DIRECTIVE A —
Translate this sentence from the sales tax thread into Spanish: "Since sales tax is state law, you need the answer from your own state."
DIRECTIVE B —
Please answer these questions from the sales tax thread:
(i) In PA, which firewood carries no sales tax?
(ii) What percentage does Erie County want?
(iii) Which four products does the opening post ask about?
DIRECTIVE C —
Resume the sales tax thread where it stops by writing the post that follows its final header.

# sales tax on forest products



## trees2 (Sep 19, 2012)

Do you have to pay or charge sales tax on firewood,mulch , loam or native lumber ? Let's hear it!


----------



## D&B Mack (Sep 19, 2012)

Here in PA, there is no sales tax on firewood sold for home heating purposes at the retail level. However, there is sales tax on everything else; even on bundled firewood.


----------



## ATH (Sep 19, 2012)

Since sales tax is state law, you need the answer from your own state.


----------



## treesurgeon (Oct 31, 2012)

*new york tax*

no state tax on home heating fuel, like firewood. 
but there is county tax, and in erie county they want 4.75 percent.


----------



## lmbrman (Dec 10, 2012)

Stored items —
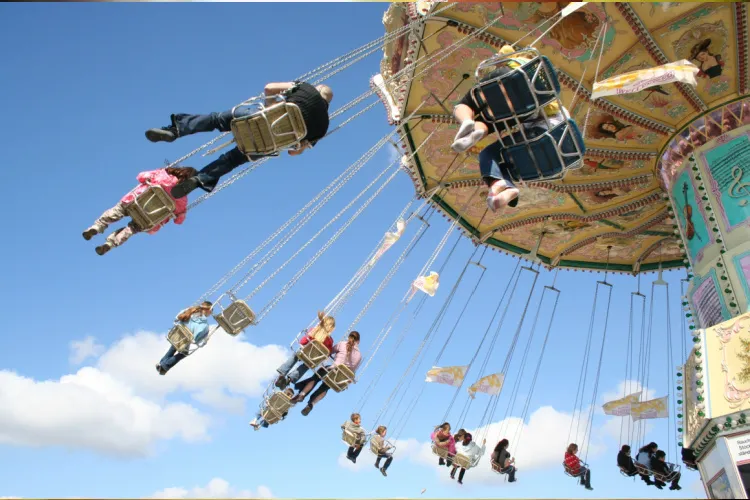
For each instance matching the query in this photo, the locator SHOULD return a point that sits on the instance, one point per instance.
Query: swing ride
(639, 178)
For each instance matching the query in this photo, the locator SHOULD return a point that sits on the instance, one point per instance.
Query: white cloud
(91, 410)
(216, 488)
(119, 406)
(81, 350)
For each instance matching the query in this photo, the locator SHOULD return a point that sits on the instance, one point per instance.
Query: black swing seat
(181, 338)
(313, 354)
(547, 156)
(151, 208)
(275, 407)
(505, 93)
(339, 377)
(269, 130)
(235, 318)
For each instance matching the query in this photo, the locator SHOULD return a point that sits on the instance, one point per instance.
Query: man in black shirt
(312, 101)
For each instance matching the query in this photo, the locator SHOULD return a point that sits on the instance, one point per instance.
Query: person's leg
(183, 124)
(209, 176)
(315, 398)
(110, 216)
(283, 370)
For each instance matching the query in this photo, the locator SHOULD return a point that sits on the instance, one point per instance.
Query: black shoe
(163, 134)
(282, 381)
(102, 249)
(185, 187)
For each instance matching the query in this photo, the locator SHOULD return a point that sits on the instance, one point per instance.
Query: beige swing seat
(339, 377)
(269, 130)
(353, 439)
(275, 407)
(236, 317)
(151, 208)
(181, 338)
(465, 462)
(313, 354)
(441, 452)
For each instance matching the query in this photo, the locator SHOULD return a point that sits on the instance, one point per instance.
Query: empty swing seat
(339, 377)
(277, 127)
(235, 318)
(151, 208)
(276, 406)
(313, 354)
(547, 156)
(518, 92)
(181, 338)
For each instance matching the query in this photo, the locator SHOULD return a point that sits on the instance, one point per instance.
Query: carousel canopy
(614, 204)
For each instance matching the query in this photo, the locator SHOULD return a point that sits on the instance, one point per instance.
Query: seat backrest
(151, 208)
(180, 338)
(313, 354)
(278, 127)
(236, 317)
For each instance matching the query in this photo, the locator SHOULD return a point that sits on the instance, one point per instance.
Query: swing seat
(339, 377)
(276, 406)
(151, 208)
(181, 338)
(519, 92)
(387, 445)
(441, 452)
(351, 438)
(465, 462)
(313, 354)
(547, 156)
(569, 472)
(271, 129)
(235, 318)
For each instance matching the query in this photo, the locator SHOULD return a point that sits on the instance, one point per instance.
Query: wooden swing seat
(151, 208)
(276, 406)
(181, 338)
(339, 377)
(271, 129)
(313, 354)
(235, 318)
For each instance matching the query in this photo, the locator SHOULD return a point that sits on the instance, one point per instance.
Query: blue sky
(81, 84)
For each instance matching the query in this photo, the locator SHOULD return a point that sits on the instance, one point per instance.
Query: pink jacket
(158, 178)
(451, 442)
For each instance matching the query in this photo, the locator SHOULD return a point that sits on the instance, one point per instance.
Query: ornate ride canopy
(616, 199)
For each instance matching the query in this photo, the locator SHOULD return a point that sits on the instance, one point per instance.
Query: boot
(102, 249)
(163, 134)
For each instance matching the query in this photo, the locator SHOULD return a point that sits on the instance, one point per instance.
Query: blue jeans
(259, 420)
(492, 164)
(187, 124)
(171, 358)
(286, 367)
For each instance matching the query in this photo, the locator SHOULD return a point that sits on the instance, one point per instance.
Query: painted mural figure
(710, 64)
(312, 101)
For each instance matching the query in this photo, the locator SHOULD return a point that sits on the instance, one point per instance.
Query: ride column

EXERCISE OUTPUT A —
Dado que el impuesto sobre las ventas es ley estatal, necesitas la respuesta de tu propio estado.

EXERCISE OUTPUT B —
(i) Firewood sold for home heating purposes at the retail level.
(ii) 4.75 percent.
(iii) Firewood, mulch, loam and native lumber.

EXERCISE OUTPUT C —
There have been some succesful legal challenges in regard to sales tax on forest products here in WI. As mentioned already, and same as some other states, firewood for home heating is not subject to WI sales tax, but the changes are in regard to forest products produced by the person who raises the trees. I think what i read was that a tree farmer in S WI sued because his farmer neighbors did not need to collect sales tax for products sold at the end of the driveway, and he felt his lumber should qualify as a farm product too.

If i am not mistaken he won this a while back and it has expanded. But what do i know.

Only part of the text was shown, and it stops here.